§ **Set exercise**: Format the records below as a two-column CSV with the header command,polygons. Give one row per record, with the record's text and its answer each in a single quoted field and every line break replaced by a space, and leave out the pictures.

§ **Provided data**:
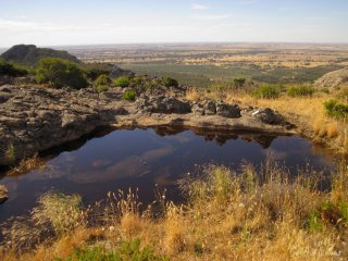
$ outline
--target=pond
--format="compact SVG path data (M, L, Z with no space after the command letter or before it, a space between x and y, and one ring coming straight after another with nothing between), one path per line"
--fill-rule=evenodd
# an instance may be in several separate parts
M88 204L105 199L109 191L132 187L147 203L154 199L158 184L167 189L167 198L181 201L176 181L185 173L209 163L238 169L248 161L260 167L270 153L293 175L309 164L316 170L333 167L330 154L299 136L171 127L104 129L44 153L50 170L0 176L10 192L0 204L0 222L28 213L50 190L79 194Z

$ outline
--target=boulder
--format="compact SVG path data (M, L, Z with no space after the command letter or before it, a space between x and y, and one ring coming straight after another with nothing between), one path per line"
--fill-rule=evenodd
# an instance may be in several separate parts
M260 119L261 122L266 124L281 124L283 122L282 115L270 108L257 109L251 115Z
M0 203L3 203L8 199L9 199L8 189L5 188L5 186L0 185Z
M240 109L237 104L216 102L216 114L224 117L240 117Z
M206 115L214 115L214 114L216 114L215 102L213 102L211 100L207 101L207 103L204 104L203 109L204 109L204 114Z
M196 114L196 115L204 115L204 108L202 104L200 103L194 103L191 107L191 111Z

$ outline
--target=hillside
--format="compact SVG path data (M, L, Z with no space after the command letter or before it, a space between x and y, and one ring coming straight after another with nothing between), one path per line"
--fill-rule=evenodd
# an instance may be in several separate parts
M327 73L315 80L315 87L335 88L348 86L348 67Z
M79 63L79 60L67 51L59 51L50 48L37 48L34 45L17 45L3 52L0 58L25 65L37 64L41 58L54 57Z

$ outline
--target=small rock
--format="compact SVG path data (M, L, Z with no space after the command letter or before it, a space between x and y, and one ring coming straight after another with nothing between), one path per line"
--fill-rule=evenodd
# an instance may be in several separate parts
M261 122L266 124L281 124L283 122L282 115L270 108L258 109L253 111L251 115L260 119Z
M217 102L216 114L224 117L240 117L240 109L237 104Z
M208 102L204 104L204 114L206 114L206 115L214 115L214 114L216 114L216 105L215 105L215 102L213 102L213 101L208 101Z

§ **Solution for this exercise**:
command,polygons
"$ outline --target=pond --format=""compact SVG path data (M, L, Z with no space after the command letter or before it, a space between x and y, and one ring coming straight after another with nothing between), one path per line"" --fill-rule=evenodd # an instance may be in several separate parts","M88 204L105 199L109 191L132 187L147 203L154 199L158 184L167 189L167 198L181 201L176 181L185 173L209 163L238 169L248 161L260 167L270 153L293 175L309 164L316 170L333 167L330 154L299 136L171 127L104 129L44 153L50 170L0 176L10 192L0 204L0 222L28 213L50 190L79 194Z"
"$ outline --target=boulder --format=""compact SVG path data (M, L, Z with no space after the command letter or before it, a space between x and y, and one ring coming straight after another with nothing between), one path per line"" --fill-rule=evenodd # an instance may be in several separate parts","M260 119L261 122L266 124L281 124L283 122L282 115L270 108L257 109L251 115Z M0 203L3 203L8 199L9 199L8 189L5 188L5 186L0 185Z M240 109L237 104L216 102L216 114L224 117L240 117Z M206 115L214 115L214 114L216 114L215 102L213 102L211 100L207 101L207 103L204 104L203 109L204 109L204 114Z M196 114L196 115L204 115L204 108L202 104L200 103L194 103L191 107L191 111Z"
"$ outline --target=hillside --format=""compact SVG path data (M, L, Z with no space after the command letter or before it, a space between x and y, and one ring coming straight after another with nothing between), one path per line"" --fill-rule=evenodd # an instance may be in several separate parts","M327 73L315 80L315 87L335 88L348 86L348 67Z M79 63L79 60L67 51L59 51L50 48L37 48L34 45L17 45L3 52L0 58L25 65L37 64L41 58L54 57Z"
"$ outline --target=small rock --format=""compact SVG path data (M, L, Z with no space after the command letter or before it, a space between x and y, and one ring coming straight after another with nothing between), one path per line"" --fill-rule=evenodd # an instance may be in several separate parts","M261 122L266 124L281 124L283 122L282 115L270 108L258 109L253 111L251 115L260 119Z M217 102L216 114L224 117L240 117L240 109L237 104Z M208 102L204 104L204 114L206 114L206 115L214 115L214 114L216 114L216 105L215 105L215 102L213 102L213 101L208 101Z"